*** DATA SUPPLIED Section Begins ***
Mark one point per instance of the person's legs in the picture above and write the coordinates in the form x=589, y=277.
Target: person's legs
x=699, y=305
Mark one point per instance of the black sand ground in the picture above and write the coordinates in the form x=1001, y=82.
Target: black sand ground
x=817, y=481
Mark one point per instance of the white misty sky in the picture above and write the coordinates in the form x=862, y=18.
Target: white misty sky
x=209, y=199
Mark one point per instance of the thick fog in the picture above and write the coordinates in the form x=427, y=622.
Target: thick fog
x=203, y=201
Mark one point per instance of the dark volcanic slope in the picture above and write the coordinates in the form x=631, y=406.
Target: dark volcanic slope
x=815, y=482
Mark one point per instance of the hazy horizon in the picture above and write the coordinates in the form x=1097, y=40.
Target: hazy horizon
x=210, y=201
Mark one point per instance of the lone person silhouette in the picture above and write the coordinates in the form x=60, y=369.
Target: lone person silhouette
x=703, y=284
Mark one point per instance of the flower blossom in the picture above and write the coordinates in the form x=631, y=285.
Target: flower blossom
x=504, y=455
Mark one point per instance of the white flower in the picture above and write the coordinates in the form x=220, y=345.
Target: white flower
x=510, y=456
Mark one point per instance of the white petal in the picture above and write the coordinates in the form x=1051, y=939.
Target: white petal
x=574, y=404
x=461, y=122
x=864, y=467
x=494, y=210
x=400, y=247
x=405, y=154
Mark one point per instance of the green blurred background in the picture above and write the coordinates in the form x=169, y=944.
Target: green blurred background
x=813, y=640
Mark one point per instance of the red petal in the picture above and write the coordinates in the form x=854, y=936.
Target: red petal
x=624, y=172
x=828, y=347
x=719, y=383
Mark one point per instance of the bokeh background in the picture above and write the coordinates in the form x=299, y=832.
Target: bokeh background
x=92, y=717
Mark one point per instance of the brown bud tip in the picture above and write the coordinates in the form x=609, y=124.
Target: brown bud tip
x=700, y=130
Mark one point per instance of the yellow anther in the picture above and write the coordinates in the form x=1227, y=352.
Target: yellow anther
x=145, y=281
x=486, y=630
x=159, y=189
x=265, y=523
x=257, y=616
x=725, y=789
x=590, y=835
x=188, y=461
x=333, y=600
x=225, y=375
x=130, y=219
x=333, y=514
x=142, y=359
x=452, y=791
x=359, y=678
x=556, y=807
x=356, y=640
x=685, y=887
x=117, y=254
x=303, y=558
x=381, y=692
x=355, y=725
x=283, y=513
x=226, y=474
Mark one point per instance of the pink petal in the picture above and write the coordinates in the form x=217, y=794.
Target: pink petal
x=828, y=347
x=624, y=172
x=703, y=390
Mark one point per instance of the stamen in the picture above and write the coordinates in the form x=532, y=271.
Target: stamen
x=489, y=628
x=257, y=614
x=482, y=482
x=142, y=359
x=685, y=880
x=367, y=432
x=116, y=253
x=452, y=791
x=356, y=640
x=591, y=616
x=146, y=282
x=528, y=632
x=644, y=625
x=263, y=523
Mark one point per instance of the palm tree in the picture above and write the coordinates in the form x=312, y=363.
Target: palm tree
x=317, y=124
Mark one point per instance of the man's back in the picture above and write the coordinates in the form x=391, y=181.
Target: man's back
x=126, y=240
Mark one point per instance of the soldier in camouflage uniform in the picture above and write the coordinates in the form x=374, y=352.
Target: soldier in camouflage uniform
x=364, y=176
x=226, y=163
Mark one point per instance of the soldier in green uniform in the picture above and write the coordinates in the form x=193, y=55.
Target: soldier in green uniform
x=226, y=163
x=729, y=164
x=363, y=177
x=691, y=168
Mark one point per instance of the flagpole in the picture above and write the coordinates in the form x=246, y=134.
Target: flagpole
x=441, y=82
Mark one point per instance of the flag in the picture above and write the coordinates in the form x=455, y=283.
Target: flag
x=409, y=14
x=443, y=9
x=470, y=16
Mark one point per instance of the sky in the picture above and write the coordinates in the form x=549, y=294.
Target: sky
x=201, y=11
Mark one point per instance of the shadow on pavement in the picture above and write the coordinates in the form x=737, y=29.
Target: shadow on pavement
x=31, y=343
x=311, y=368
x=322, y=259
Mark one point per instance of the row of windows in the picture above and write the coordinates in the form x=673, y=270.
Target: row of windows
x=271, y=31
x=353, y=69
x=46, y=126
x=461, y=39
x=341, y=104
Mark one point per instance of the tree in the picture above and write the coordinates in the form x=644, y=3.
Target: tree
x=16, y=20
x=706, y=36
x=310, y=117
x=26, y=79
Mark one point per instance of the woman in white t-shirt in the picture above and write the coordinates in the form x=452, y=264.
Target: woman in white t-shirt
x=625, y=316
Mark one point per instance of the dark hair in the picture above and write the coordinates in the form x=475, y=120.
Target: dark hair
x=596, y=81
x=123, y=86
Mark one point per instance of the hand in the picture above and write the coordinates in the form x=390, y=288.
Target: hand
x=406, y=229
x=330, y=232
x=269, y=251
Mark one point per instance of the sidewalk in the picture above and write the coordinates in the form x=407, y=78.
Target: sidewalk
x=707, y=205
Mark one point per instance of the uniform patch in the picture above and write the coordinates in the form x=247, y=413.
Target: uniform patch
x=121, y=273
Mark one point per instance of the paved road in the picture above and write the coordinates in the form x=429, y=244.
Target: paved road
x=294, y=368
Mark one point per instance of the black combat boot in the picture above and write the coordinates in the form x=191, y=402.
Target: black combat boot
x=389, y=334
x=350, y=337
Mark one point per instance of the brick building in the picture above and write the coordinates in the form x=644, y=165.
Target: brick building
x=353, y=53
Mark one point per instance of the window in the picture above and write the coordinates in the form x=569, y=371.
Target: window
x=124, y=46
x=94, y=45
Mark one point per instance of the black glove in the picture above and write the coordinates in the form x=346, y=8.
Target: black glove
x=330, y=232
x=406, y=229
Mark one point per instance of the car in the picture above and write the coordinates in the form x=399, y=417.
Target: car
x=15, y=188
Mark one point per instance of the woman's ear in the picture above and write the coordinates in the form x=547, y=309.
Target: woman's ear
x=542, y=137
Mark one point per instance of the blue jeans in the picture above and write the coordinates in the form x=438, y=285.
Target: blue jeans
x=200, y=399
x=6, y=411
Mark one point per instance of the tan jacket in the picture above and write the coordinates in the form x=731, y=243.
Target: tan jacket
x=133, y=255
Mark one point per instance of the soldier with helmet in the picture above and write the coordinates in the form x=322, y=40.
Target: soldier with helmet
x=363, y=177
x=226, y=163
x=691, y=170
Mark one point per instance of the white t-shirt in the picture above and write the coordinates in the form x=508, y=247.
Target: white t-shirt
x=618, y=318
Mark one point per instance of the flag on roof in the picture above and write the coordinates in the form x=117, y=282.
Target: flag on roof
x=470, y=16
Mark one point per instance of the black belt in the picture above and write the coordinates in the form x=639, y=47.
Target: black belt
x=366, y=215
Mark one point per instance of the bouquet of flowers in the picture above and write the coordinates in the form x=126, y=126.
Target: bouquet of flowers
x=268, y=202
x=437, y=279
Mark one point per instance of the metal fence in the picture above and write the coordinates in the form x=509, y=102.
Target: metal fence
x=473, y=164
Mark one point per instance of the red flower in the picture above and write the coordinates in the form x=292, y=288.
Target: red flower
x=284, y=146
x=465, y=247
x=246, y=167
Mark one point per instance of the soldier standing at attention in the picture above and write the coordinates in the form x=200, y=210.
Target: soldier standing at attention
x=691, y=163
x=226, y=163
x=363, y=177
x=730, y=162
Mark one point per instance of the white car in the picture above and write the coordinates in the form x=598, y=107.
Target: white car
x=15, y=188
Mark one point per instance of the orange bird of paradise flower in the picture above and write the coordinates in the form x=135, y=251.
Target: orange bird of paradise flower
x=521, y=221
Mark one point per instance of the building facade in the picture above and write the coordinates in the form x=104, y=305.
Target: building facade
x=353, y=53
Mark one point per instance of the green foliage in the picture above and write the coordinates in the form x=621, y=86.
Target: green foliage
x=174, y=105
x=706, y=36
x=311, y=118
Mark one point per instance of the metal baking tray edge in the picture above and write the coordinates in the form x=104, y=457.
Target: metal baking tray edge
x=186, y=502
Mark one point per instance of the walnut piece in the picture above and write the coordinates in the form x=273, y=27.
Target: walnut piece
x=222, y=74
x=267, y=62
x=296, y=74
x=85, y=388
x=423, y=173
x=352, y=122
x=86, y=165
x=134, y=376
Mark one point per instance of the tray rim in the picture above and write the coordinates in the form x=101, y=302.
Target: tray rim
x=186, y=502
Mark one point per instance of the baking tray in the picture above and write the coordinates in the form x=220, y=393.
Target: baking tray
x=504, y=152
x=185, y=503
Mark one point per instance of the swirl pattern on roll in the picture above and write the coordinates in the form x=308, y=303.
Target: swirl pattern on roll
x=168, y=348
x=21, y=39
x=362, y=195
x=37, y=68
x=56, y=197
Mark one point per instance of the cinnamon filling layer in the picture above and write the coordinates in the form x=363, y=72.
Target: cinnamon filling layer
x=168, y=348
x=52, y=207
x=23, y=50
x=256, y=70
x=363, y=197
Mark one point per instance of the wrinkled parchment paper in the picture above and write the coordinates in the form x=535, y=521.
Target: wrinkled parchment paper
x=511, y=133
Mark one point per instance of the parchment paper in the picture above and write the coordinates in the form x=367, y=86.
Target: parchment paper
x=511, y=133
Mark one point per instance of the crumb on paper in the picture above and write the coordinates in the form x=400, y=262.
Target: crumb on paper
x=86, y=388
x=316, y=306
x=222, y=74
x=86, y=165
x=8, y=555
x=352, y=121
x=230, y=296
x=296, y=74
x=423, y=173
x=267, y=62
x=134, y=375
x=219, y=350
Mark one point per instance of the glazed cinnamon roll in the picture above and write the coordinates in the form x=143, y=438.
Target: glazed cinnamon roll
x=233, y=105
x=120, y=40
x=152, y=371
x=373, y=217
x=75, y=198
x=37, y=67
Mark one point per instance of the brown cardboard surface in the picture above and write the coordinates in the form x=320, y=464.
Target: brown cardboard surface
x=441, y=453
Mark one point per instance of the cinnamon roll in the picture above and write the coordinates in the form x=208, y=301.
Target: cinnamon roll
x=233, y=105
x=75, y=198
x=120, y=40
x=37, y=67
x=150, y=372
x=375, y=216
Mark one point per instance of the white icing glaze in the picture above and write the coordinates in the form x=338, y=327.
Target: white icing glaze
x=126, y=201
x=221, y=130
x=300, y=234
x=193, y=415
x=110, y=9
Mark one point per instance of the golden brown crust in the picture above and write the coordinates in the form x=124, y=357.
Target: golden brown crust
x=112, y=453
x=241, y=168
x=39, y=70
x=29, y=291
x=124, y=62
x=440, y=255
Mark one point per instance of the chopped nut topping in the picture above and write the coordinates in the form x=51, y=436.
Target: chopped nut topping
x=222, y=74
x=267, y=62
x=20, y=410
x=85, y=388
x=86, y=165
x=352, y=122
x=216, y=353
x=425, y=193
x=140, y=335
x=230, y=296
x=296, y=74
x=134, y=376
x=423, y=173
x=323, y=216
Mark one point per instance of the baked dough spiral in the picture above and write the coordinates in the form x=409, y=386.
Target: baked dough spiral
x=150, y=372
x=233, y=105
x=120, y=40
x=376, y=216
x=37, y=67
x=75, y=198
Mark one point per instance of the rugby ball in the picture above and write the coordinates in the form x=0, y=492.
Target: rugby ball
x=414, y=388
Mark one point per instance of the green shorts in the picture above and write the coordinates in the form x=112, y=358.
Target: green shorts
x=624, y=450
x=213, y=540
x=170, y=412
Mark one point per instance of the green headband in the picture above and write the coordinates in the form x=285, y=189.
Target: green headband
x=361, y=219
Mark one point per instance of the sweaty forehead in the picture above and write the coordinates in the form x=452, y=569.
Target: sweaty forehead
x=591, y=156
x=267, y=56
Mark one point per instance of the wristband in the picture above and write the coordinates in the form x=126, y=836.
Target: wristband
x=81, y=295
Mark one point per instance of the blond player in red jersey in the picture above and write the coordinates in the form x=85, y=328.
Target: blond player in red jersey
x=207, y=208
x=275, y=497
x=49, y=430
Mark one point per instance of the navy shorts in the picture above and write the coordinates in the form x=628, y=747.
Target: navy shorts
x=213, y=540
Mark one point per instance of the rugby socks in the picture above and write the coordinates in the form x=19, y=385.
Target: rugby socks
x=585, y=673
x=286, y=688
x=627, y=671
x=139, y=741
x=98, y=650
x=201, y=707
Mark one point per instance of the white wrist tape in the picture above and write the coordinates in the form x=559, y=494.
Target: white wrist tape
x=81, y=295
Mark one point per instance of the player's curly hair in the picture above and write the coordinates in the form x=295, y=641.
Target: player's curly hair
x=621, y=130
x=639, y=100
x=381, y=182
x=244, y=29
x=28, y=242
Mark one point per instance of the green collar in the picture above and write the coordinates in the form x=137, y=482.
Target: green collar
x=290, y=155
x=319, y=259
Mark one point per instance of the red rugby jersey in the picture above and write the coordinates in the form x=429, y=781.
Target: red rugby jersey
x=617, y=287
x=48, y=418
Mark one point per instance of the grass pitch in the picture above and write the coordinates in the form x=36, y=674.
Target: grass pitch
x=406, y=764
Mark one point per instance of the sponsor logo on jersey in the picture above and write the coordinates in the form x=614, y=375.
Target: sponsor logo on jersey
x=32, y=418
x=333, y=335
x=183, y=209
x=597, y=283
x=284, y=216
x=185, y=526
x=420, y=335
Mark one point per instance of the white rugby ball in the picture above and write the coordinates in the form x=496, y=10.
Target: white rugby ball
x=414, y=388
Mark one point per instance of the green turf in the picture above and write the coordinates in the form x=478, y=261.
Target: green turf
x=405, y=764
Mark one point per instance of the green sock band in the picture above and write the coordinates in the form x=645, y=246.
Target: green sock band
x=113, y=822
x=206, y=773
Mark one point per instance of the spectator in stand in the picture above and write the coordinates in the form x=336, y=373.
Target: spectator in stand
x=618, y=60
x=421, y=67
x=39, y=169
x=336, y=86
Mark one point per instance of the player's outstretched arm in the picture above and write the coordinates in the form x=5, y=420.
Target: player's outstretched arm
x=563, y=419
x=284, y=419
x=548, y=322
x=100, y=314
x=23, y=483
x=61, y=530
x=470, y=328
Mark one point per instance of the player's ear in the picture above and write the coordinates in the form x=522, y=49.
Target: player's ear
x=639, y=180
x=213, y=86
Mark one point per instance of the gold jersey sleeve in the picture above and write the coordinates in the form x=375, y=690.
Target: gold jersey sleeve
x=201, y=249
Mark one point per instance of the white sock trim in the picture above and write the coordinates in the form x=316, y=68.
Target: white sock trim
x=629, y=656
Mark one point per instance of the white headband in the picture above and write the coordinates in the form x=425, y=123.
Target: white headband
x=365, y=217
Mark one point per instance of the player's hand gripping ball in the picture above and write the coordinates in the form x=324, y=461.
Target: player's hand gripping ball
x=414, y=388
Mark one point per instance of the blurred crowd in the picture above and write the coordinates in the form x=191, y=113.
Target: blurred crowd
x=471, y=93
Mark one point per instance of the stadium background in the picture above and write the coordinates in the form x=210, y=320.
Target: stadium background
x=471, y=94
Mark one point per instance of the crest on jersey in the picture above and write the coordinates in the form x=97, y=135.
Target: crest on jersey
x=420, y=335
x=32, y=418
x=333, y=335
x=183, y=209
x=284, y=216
*** DATA SUPPLIED Section Ends ***
**HOW TO COMPLETE THIS TASK:** From the records above, print exactly the lines that run from the line with "Target: red petal" to the line with "Mark one point per instance of the yellow", inclusive.

**TASK RESULT:**
Target: red petal
x=624, y=172
x=828, y=347
x=719, y=383
Mark one point per instance of the bokeh background in the picture above and write the coordinates in the form x=299, y=832.
Target: bokeh background
x=92, y=717
Mark one point per instance of the brown bud tip in the picture above and write the coordinates in the form x=609, y=124.
Target: brown bud tip
x=700, y=130
Mark one point per instance of the yellow anther in the picture above and write the coordinates in the form x=1227, y=352.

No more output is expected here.